_EXCERPT TO READ_:
# # # #

Being able to write grants can allow a teacher to expand their resources and grow their toolbox. I teach at a small private high school (40-50 students per grade level). Our budget is not the biggest, but I have had numerous ideas over my first couple years teaching here to create a positive learning impact with my students. When I realized we didn’t have the funds to purchase what I was wanting to create, I turned to grants. I started searching for potential grants and learning how to write them. As a teacher, I will say writing grants is quite a bit different than the writing I am used to doing or grading. Seeking out teachers and administrators who have been successful in receiving grants in the past became my mentors in helping me learn. After numerous discussions, I felt I was ready to write my first grant.

I teach a student media class where the main focus is creating the school’s yearbook. However, being a media class, I wanted the class to also learn about other forms of media. We had a couple old cameras that did video recording, so we decided to create our own student-ran video newscast. The students loved it! I brought some local talent in to talk about how to create quality content and the kids wanted more. I realized we had a need for more physical resources for students to use to increase their capabilities. After a discussion with our principal, I received the go ahead to convert an old unused office in our basement into a video studio. My first grant idea came to fruition. I wrote a grant requesting money for a better quality video camera, a green screen, light towers, wireless microphones and a stipend to purchase some furniture for the room. My writing was successful! We received money to convert our old office into a video studio. An art student painted a mural on the wall opposite the side of the green screen to provide a backdrop that can be used in different videos. This room has not only been used by my Student Media class, but now gets used by students in a variety of classes when doing projects where they create videos. This has been a successful example from receiving grant dollars.

# # # #

_THE TASK_: Copy word for word the stretch of the grant-writing text above from "Being able to" through "my first grant.".

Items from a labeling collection
# # # #

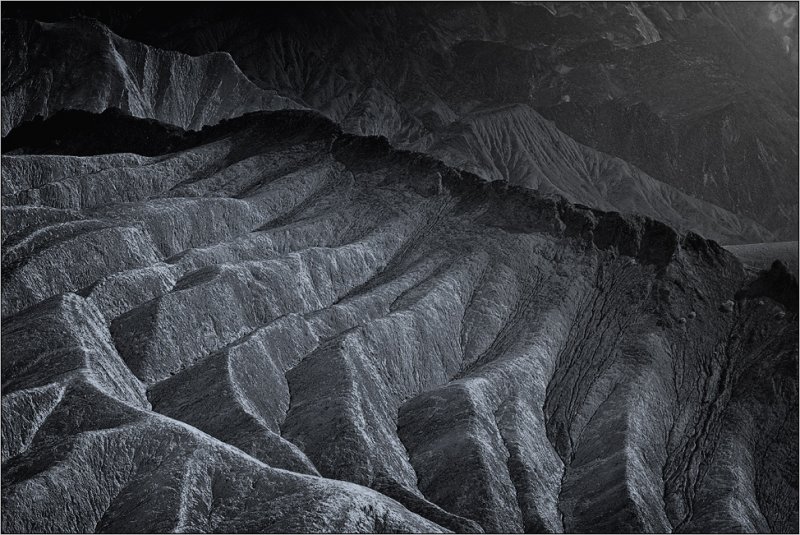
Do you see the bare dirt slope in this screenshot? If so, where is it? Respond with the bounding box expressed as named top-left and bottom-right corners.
top-left (2, 111), bottom-right (798, 532)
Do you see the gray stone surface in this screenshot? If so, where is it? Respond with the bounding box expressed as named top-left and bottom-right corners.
top-left (2, 112), bottom-right (798, 532)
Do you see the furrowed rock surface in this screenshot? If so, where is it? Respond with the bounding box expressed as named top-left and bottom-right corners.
top-left (3, 2), bottom-right (798, 244)
top-left (2, 111), bottom-right (798, 532)
top-left (2, 19), bottom-right (300, 136)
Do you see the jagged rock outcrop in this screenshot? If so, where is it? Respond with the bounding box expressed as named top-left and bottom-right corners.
top-left (2, 111), bottom-right (798, 532)
top-left (2, 19), bottom-right (300, 136)
top-left (3, 2), bottom-right (798, 243)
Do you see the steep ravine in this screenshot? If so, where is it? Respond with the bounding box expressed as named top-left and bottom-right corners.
top-left (2, 111), bottom-right (798, 532)
top-left (3, 12), bottom-right (796, 244)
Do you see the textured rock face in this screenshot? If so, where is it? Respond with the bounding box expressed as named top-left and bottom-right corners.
top-left (3, 2), bottom-right (798, 243)
top-left (2, 111), bottom-right (798, 532)
top-left (2, 19), bottom-right (300, 136)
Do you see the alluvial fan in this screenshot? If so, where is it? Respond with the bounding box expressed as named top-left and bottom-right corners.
top-left (2, 111), bottom-right (798, 532)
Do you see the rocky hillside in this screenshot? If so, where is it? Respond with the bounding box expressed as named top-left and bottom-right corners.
top-left (1, 111), bottom-right (798, 532)
top-left (2, 19), bottom-right (300, 136)
top-left (3, 2), bottom-right (798, 243)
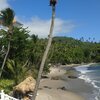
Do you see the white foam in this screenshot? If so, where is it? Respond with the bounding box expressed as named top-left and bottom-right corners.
top-left (79, 74), bottom-right (100, 100)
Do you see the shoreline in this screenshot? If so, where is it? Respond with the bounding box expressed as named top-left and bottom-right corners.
top-left (36, 64), bottom-right (94, 100)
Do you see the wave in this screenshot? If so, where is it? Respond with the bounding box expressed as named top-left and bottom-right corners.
top-left (76, 65), bottom-right (100, 100)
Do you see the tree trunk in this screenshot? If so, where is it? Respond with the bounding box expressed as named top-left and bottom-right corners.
top-left (32, 6), bottom-right (55, 100)
top-left (0, 41), bottom-right (10, 78)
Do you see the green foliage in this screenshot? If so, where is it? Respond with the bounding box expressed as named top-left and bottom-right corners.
top-left (0, 79), bottom-right (13, 93)
top-left (0, 27), bottom-right (100, 84)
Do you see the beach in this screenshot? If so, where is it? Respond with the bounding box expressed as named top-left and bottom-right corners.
top-left (36, 66), bottom-right (93, 100)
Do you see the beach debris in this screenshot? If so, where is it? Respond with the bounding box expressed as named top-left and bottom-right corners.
top-left (44, 86), bottom-right (52, 89)
top-left (68, 76), bottom-right (77, 79)
top-left (13, 76), bottom-right (36, 100)
top-left (57, 86), bottom-right (67, 91)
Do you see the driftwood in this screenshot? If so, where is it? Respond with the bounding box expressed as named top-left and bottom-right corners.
top-left (13, 76), bottom-right (36, 100)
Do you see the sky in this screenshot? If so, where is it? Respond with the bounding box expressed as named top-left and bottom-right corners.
top-left (0, 0), bottom-right (100, 41)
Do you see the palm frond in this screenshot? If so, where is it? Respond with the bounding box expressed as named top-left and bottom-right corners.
top-left (1, 8), bottom-right (15, 26)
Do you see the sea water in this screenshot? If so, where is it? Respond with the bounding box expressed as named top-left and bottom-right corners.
top-left (76, 64), bottom-right (100, 100)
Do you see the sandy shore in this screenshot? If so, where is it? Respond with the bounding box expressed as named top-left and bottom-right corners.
top-left (36, 67), bottom-right (85, 100)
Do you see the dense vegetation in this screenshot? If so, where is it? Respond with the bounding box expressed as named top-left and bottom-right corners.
top-left (0, 27), bottom-right (100, 92)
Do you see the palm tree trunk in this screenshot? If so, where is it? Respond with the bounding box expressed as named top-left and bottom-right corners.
top-left (32, 6), bottom-right (55, 100)
top-left (0, 41), bottom-right (10, 78)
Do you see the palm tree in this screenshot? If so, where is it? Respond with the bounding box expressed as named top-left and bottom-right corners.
top-left (0, 8), bottom-right (15, 78)
top-left (32, 0), bottom-right (56, 100)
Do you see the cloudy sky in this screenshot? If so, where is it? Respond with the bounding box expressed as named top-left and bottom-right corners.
top-left (0, 0), bottom-right (100, 41)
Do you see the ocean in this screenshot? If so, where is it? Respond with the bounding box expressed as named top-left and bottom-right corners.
top-left (76, 64), bottom-right (100, 100)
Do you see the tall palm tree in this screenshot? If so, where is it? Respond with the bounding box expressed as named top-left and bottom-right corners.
top-left (32, 0), bottom-right (56, 100)
top-left (0, 8), bottom-right (15, 78)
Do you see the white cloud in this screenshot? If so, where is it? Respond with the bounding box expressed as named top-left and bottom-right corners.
top-left (0, 0), bottom-right (9, 10)
top-left (17, 18), bottom-right (75, 37)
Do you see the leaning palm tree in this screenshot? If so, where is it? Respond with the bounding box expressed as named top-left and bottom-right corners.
top-left (0, 8), bottom-right (15, 78)
top-left (32, 0), bottom-right (57, 100)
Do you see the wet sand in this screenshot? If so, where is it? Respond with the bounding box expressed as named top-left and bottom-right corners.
top-left (36, 67), bottom-right (92, 100)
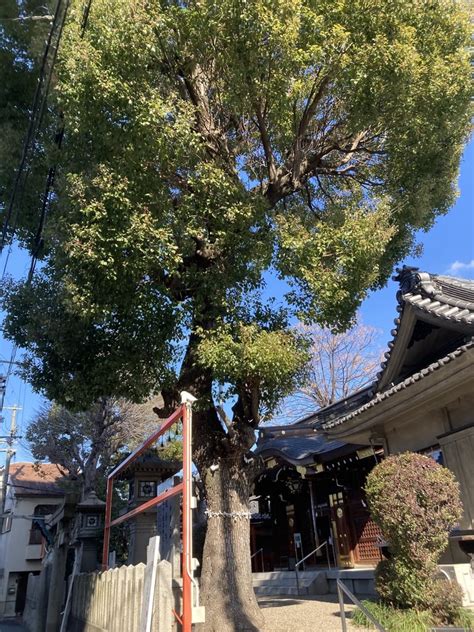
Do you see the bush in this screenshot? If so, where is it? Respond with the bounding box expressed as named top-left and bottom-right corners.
top-left (365, 452), bottom-right (462, 622)
top-left (351, 596), bottom-right (474, 632)
top-left (425, 579), bottom-right (462, 624)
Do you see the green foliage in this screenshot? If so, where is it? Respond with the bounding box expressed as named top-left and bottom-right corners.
top-left (365, 452), bottom-right (462, 620)
top-left (198, 325), bottom-right (309, 413)
top-left (0, 0), bottom-right (55, 240)
top-left (0, 0), bottom-right (470, 420)
top-left (351, 596), bottom-right (474, 632)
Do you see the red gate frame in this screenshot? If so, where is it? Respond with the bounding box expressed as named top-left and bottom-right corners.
top-left (102, 402), bottom-right (194, 632)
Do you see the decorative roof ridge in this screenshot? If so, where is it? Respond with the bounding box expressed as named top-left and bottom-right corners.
top-left (374, 265), bottom-right (474, 392)
top-left (322, 338), bottom-right (474, 430)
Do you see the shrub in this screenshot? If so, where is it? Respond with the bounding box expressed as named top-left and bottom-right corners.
top-left (365, 452), bottom-right (462, 621)
top-left (425, 579), bottom-right (462, 624)
top-left (351, 596), bottom-right (474, 632)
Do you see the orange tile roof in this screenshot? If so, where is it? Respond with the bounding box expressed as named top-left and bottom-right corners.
top-left (10, 463), bottom-right (66, 496)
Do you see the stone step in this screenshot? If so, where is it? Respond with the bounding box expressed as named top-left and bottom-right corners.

# # # #

_RIGHT ANSWER_:
Being able to write grants can allow a teacher to expand their resources and grow their toolbox. I teach at a small private high school (40-50 students per grade level). Our budget is not the biggest, but I have had numerous ideas over my first couple years teaching here to create a positive learning impact with my students. When I realized we didn’t have the funds to purchase what I was wanting to create, I turned to grants. I started searching for potential grants and learning how to write them. As a teacher, I will say writing grants is quite a bit different than the writing I am used to doing or grading. Seeking out teachers and administrators who have been successful in receiving grants in the past became my mentors in helping me learn. After numerous discussions, I felt I was ready to write my first grant.